When a bomb was found under the window of Skye McAlpine’s childhood bedroom, her parents decided it was time to leave England. McAlpine’s father, the late Lord Alistair McAlpine, was a renowned bon vivant who loved entertaining and who once gave his daughter two zebras when she asked for a hamster, but he also happened to be Margaret Thatcher’s treasurer and the deputy chairman of the Conservative Party, and as a result, he and his family were high on the hit list of the Irish Republican Army, which attempted assassinations of many top-tier members of the British government throughout the ’70s, ’80s, and ’90s.

Lord McAlpine and Romilly, Skye’s mother, moved the family to a pink palazzo they’d purchased on backwaters of Venice. The idea was it would be temporary: Skye remembers thinking, at the age of six, “Oh, gosh, fantastic, we’re going on holiday for a year.” She came to her new home with only two Italian words: gelato and ciao.

Now 34, she says, “We never left.” McAlpine, the author of the blog From My Dining Table and the new book A Table in Venice, splits her time between that same palazzo in Venice and a cozy flat in London. She strolls along the canals of Venice on summer evenings, a gelato in hand, with her five-year-old son, Aeneas, and her husband, Anthony, whom she met while studying ancient literature at Oxford and who works in finance. She makes weekly visits to Venice’s famous Rialto Market for the region’s best artichoke hearts, white asparagus, Tardivo radicchio, and, for the brief time they’re in season, zucchini flowers.

“I feel lucky because [my parents] taught me to appreciate and enjoy beautiful things,” she recalls. “They’d pause and say, ‘Gosh, doesn’t that ball of lavender look beautiful?’” Their comfort and honest pleasure in entertaining impressed her from an early age: “We never obsessed over perfectly cooked anything. For us it was always very much about who did we have lunch with, who did we have dinner with. And we always had an open-door policy at home. That’s become a huge part of how I live my life, and it has brought me so much joy.”

The stated goal of her book is to introduce a broader audience to “the unsung hero” that is Venetian food, and McAlpine does this with both classic and modified dishes that come from the northeast corner of the boot. There are options for breakfast (chocolate and orange ricotta cake) and lunch (chicken broth with tortellini) along with seasonal vegetables from the market (gratin of fennel), Venetian aperitivo (zucchini pizzette), and dinner (salt-baked sea bass), along with desserts (strawberry and vodka sorbet). But the overall effect is more than simply recipes: You want to cook and eat these things, but more than that, you want to embody a lifestyle in which you would—a lifestyle in which those delicate plates you inherited from your grandmother cradle homemade pastries, your friends and family gather each evening to sample what you’ve made as the sun goes down over the Venetian canals that make up your backyard, or you sip from a “spritz” as your vegetables, in season at this very moment, simmer on the stove.

• _Task details_:
Continue the profile of Skye McAlpine and her Venetian cookbook from the point where it stops.

• _Available data_:

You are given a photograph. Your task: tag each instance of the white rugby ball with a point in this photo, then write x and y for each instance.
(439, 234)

• _Answer to this exercise_:
Most Americans don’t live this way, and when reading McAlpine’s cookbook, I find myself wondering why. Why do I rush through meals, focused on sustaining myself and not the enjoyment inherent in the act of sustenance? Why does my concept of “healthy eating” tend to mean a kind of deprivation, choking down tasteless things that are “good for me”? Why don’t we all stop for lunch instead of eating it at our desks between emails? McAlpine touts the beauty of a bowl of lemons on a table, that “secularity of celebrating the everyday,” as the essence of Italian cooking, and it’s the promise of making life a little bit more beautiful, and so simply—just putting the lemons in the bowl—that draws me in, the same way it must with McAlpine’s 140,000-some Instagram followers and the many fans of her blog, which she started four years ago. What she’s offering isn’t just instructions for what to cook, it’s how to have a more sustaining, vibrant, delicious existence. Just look at her photographs and you’re halfway there.

When McAlpine started her blog, her son, Aeneas, was just one year old. Before he was born, she’d been pursuing her PhD—“specifically, Latin love poetry”—and took a year off for maternity leave, which led to an important realization: She just wasn’t passionate enough about her studies to make it her life. A friend suggested she write about something she knew really well, and her mind turned to food. “From there, I grew in confidence and started developing more of an interest in researching the recipes or the histories behind them,” she says.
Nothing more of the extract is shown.